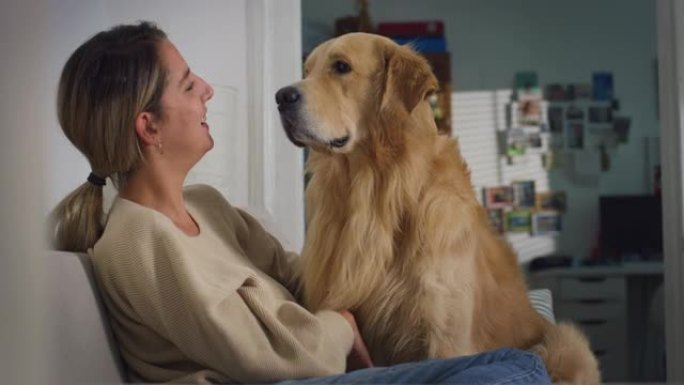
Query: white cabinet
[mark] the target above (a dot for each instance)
(610, 304)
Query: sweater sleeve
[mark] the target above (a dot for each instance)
(261, 247)
(267, 253)
(223, 316)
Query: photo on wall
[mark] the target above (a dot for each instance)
(496, 219)
(552, 201)
(574, 113)
(519, 221)
(555, 115)
(498, 197)
(546, 223)
(598, 114)
(603, 85)
(556, 93)
(621, 128)
(575, 135)
(524, 194)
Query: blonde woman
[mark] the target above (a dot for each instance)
(196, 290)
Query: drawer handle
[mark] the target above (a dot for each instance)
(591, 301)
(592, 322)
(591, 279)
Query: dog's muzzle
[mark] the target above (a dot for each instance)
(289, 99)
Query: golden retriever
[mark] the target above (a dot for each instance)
(395, 232)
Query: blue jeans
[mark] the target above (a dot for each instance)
(503, 366)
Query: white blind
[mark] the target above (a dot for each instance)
(477, 117)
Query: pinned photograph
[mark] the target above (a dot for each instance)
(496, 219)
(574, 113)
(603, 86)
(546, 223)
(527, 84)
(498, 197)
(535, 141)
(519, 221)
(575, 135)
(552, 201)
(600, 114)
(555, 93)
(555, 119)
(529, 110)
(516, 142)
(524, 194)
(621, 128)
(582, 91)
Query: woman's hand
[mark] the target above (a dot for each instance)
(358, 358)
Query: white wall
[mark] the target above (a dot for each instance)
(38, 166)
(204, 35)
(564, 42)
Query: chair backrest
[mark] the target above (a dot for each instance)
(82, 348)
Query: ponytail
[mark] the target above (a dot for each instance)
(77, 221)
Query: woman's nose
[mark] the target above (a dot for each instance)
(208, 91)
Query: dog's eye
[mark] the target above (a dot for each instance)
(341, 67)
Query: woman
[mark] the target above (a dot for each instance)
(196, 289)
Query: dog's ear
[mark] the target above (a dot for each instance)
(408, 78)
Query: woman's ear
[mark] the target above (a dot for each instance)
(146, 129)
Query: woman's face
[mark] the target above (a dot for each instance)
(184, 132)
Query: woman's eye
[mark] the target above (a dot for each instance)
(341, 67)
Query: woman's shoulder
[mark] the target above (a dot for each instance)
(205, 194)
(131, 225)
(209, 201)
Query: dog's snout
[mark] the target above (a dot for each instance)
(287, 96)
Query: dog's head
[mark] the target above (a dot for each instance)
(349, 82)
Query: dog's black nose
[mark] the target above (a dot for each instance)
(287, 96)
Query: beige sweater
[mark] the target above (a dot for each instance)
(210, 308)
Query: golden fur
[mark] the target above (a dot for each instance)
(395, 232)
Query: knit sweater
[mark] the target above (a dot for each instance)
(212, 307)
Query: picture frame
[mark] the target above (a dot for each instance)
(546, 223)
(498, 197)
(555, 115)
(551, 201)
(555, 92)
(524, 194)
(496, 219)
(519, 221)
(602, 85)
(574, 112)
(621, 128)
(599, 114)
(575, 135)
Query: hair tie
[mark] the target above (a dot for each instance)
(96, 180)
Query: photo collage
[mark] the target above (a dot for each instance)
(564, 117)
(518, 208)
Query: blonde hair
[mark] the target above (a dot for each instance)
(105, 84)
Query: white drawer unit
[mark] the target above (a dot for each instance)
(610, 304)
(597, 304)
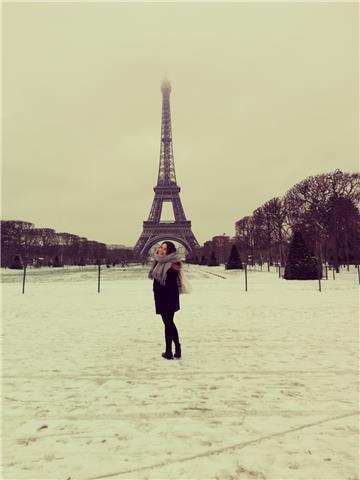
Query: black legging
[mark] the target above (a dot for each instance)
(171, 332)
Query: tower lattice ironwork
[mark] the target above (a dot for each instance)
(166, 190)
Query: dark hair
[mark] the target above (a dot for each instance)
(170, 247)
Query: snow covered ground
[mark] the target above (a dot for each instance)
(267, 387)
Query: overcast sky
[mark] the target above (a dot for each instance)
(263, 95)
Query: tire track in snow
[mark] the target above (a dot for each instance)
(223, 449)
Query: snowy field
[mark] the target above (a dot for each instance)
(267, 387)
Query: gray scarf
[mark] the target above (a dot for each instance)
(161, 265)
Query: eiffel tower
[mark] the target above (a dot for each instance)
(166, 190)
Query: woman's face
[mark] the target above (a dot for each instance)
(163, 249)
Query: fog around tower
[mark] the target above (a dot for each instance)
(262, 96)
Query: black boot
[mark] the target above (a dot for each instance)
(177, 350)
(168, 342)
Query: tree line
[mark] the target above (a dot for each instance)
(324, 208)
(23, 244)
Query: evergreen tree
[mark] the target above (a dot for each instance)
(56, 262)
(301, 263)
(213, 261)
(234, 259)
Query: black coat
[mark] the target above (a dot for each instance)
(167, 297)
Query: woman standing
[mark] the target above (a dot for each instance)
(166, 272)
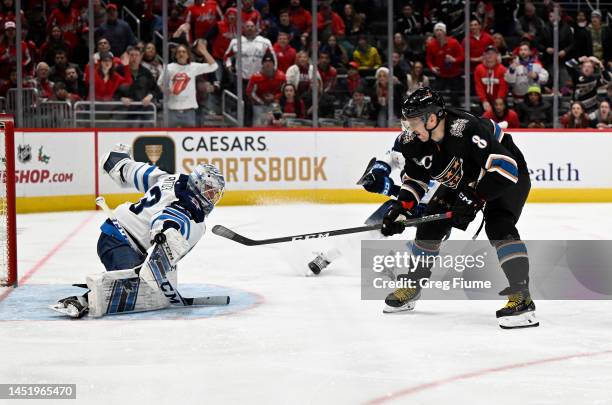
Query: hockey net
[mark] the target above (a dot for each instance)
(8, 230)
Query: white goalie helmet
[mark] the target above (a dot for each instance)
(208, 184)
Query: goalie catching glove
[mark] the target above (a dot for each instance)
(176, 245)
(466, 206)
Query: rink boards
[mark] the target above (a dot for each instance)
(57, 169)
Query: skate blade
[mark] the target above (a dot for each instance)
(524, 320)
(409, 306)
(70, 311)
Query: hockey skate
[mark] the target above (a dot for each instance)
(519, 311)
(402, 299)
(74, 307)
(318, 263)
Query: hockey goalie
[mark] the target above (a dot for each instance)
(140, 244)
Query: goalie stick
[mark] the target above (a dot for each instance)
(224, 232)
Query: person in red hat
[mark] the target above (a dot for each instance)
(489, 80)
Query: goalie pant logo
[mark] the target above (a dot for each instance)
(311, 236)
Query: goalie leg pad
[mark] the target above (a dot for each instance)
(122, 291)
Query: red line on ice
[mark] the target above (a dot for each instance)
(49, 255)
(478, 373)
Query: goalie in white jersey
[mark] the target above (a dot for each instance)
(174, 205)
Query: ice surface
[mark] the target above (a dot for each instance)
(307, 340)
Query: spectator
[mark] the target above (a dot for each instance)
(285, 25)
(58, 71)
(327, 72)
(152, 61)
(301, 76)
(202, 16)
(576, 117)
(300, 17)
(358, 107)
(529, 26)
(8, 51)
(140, 83)
(74, 84)
(366, 55)
(284, 52)
(181, 81)
(254, 47)
(602, 118)
(290, 105)
(409, 23)
(67, 17)
(382, 96)
(417, 79)
(41, 81)
(117, 31)
(353, 21)
(524, 72)
(60, 93)
(444, 56)
(534, 112)
(353, 78)
(329, 22)
(601, 38)
(106, 79)
(545, 41)
(588, 75)
(337, 53)
(489, 80)
(264, 87)
(250, 14)
(501, 113)
(55, 43)
(37, 25)
(479, 41)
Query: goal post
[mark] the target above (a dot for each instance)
(8, 228)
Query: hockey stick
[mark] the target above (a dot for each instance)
(224, 232)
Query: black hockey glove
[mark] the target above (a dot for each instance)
(466, 206)
(378, 180)
(397, 209)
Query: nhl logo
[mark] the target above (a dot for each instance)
(24, 153)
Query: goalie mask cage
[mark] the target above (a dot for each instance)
(8, 228)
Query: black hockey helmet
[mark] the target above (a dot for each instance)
(422, 102)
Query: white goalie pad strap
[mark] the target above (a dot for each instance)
(122, 291)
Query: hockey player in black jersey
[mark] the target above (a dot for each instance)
(478, 167)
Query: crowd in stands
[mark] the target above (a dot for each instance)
(511, 58)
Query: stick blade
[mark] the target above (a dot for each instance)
(224, 232)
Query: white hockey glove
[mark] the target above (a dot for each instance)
(114, 160)
(173, 242)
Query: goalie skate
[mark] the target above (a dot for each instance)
(74, 307)
(402, 300)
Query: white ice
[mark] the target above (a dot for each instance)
(311, 340)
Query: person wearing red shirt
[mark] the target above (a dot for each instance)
(285, 53)
(300, 17)
(444, 57)
(202, 16)
(501, 113)
(489, 80)
(250, 14)
(329, 22)
(67, 16)
(327, 71)
(8, 51)
(106, 80)
(479, 40)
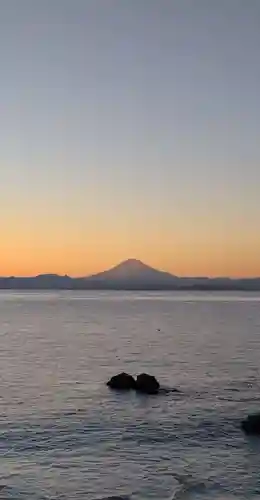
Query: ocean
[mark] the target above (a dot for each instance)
(65, 436)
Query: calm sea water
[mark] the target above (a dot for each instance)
(64, 435)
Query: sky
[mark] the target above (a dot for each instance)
(130, 129)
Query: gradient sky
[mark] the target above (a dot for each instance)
(130, 128)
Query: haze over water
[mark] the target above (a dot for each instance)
(64, 435)
(130, 128)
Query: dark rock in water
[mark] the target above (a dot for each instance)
(251, 425)
(147, 384)
(115, 498)
(122, 382)
(169, 390)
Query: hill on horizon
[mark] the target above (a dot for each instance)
(131, 274)
(132, 269)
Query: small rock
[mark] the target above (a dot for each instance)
(122, 382)
(147, 384)
(251, 425)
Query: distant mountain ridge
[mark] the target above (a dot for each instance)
(131, 274)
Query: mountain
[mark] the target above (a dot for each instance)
(131, 274)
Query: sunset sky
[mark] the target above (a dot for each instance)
(130, 128)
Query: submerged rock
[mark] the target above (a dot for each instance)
(251, 425)
(122, 382)
(147, 384)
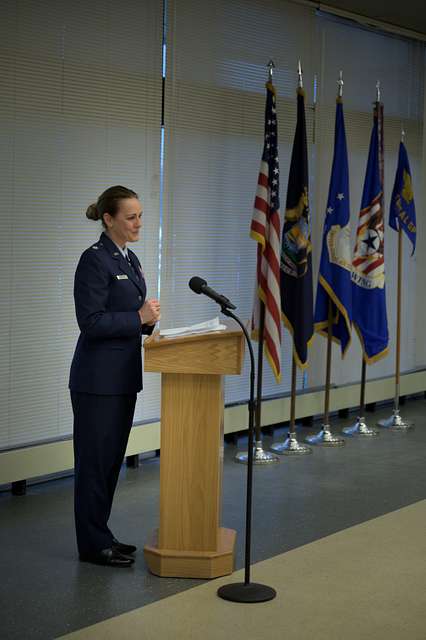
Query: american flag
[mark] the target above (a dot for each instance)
(265, 229)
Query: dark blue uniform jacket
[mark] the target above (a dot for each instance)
(108, 293)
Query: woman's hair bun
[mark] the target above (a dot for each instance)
(92, 212)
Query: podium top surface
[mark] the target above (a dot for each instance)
(156, 340)
(215, 352)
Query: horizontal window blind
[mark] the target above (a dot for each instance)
(80, 110)
(215, 102)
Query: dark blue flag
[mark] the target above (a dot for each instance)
(296, 246)
(368, 276)
(334, 280)
(402, 212)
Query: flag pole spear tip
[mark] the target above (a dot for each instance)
(300, 73)
(271, 67)
(378, 94)
(340, 84)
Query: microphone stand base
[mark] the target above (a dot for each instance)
(246, 592)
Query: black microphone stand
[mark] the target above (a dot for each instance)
(247, 591)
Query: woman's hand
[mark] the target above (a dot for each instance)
(149, 313)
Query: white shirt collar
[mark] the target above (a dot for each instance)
(122, 250)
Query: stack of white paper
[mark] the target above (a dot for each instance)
(202, 327)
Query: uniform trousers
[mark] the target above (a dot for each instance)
(102, 425)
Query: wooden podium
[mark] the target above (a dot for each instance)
(190, 542)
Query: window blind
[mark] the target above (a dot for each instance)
(215, 100)
(80, 110)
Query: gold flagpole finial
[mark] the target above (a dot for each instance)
(300, 73)
(271, 67)
(340, 84)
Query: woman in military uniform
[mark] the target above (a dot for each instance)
(106, 372)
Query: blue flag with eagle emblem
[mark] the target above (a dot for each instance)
(402, 212)
(368, 264)
(334, 280)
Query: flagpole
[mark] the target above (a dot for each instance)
(395, 422)
(260, 456)
(325, 437)
(291, 446)
(360, 428)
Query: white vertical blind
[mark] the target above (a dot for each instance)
(215, 100)
(80, 110)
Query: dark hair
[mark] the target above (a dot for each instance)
(109, 202)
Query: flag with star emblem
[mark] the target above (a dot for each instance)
(296, 247)
(265, 229)
(368, 264)
(402, 210)
(334, 280)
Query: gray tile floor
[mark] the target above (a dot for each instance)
(45, 592)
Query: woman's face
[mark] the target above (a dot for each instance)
(125, 225)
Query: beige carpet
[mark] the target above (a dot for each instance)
(365, 583)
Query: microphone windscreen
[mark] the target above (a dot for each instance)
(196, 284)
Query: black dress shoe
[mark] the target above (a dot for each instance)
(110, 557)
(126, 549)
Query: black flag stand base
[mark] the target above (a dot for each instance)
(247, 591)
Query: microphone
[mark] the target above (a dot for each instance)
(198, 285)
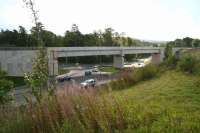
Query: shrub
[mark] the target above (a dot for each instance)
(189, 63)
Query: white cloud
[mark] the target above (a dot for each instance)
(145, 19)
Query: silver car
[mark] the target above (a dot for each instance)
(88, 83)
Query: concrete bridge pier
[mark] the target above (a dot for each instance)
(118, 61)
(53, 63)
(158, 58)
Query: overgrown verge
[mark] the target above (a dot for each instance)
(130, 77)
(190, 63)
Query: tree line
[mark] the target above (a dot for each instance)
(185, 42)
(72, 38)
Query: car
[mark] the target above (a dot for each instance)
(62, 78)
(88, 73)
(88, 83)
(95, 70)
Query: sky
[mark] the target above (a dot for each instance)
(160, 20)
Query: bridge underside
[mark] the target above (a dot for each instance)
(117, 52)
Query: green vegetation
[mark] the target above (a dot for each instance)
(185, 42)
(109, 69)
(18, 81)
(5, 87)
(131, 77)
(168, 103)
(189, 62)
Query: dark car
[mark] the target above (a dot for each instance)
(62, 78)
(88, 73)
(88, 83)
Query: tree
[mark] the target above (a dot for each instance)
(38, 78)
(187, 41)
(108, 37)
(169, 55)
(74, 37)
(5, 87)
(196, 43)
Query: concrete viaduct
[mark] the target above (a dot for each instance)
(17, 61)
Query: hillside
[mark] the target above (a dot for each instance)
(170, 103)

════════════════

**Task details**
Retype nothing except the lines from the first line of the listing above through the line with "Query: photo on wall", exactly as they stand, and no pictures.

**Answer**
Query: white cabinet
[mark] the target above (a dot for each instance)
(610, 304)
Query: sweater sleeve
[mark] the target above (a dot for each instance)
(261, 247)
(267, 253)
(223, 316)
Query: photo on wall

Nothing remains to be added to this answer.